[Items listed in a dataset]
■ ■ ■ ■ ■ ■ ■

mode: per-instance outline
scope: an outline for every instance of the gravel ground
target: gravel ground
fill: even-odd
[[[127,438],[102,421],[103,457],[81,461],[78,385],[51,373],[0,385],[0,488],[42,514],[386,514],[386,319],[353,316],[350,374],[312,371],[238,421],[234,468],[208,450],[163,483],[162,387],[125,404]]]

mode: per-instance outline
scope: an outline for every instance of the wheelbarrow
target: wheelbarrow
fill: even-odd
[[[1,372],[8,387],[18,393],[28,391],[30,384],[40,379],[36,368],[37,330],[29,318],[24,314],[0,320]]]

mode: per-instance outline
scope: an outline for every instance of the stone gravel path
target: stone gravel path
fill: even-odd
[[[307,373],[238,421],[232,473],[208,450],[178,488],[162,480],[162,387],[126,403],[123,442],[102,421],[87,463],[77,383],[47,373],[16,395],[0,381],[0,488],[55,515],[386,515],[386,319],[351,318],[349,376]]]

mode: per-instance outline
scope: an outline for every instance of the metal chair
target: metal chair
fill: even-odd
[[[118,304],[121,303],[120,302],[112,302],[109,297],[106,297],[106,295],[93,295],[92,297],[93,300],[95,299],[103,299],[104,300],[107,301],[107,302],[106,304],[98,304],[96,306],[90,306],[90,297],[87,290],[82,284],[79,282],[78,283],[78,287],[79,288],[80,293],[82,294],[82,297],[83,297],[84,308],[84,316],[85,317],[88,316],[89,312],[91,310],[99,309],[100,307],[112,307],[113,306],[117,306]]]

■ ■ ■ ■ ■ ■ ■

§ TASK PROMPT
Each line in the material above must be retyped without alteration.

§ COMPLETED EXERCISE
mode: per-instance outline
scope: an outline for every instance of the gravel ground
target: gravel ground
fill: even-odd
[[[127,438],[102,421],[103,457],[81,461],[78,385],[51,373],[0,385],[0,488],[42,514],[386,514],[386,319],[353,316],[350,374],[312,371],[238,421],[234,468],[208,450],[163,483],[162,387],[125,404]]]

mode: per-instance outline
scope: an outline for every instance of the wheelbarrow
target: wheelbarrow
fill: even-odd
[[[1,372],[8,387],[18,393],[28,391],[30,384],[40,379],[36,368],[37,330],[29,318],[24,314],[0,320]]]

mode: per-instance outline
scope: an outline for every instance of the stone gravel path
target: stone gravel path
fill: even-odd
[[[307,373],[238,421],[232,473],[208,450],[178,488],[162,480],[162,387],[126,403],[123,442],[102,421],[87,463],[77,383],[47,373],[16,395],[0,381],[0,488],[55,515],[386,515],[386,319],[351,318],[349,376]]]

mode: per-instance outline
scope: an outline for every instance of the metal chair
target: metal chair
fill: even-odd
[[[118,304],[121,303],[120,302],[112,302],[109,297],[106,297],[106,295],[93,295],[92,297],[93,300],[95,299],[103,299],[104,300],[107,301],[107,302],[106,304],[98,304],[96,306],[90,306],[90,297],[87,290],[82,284],[79,282],[78,283],[78,287],[79,288],[80,293],[82,294],[82,297],[83,297],[84,308],[84,316],[85,317],[88,316],[89,312],[91,310],[99,309],[100,307],[112,307],[113,306],[117,306]]]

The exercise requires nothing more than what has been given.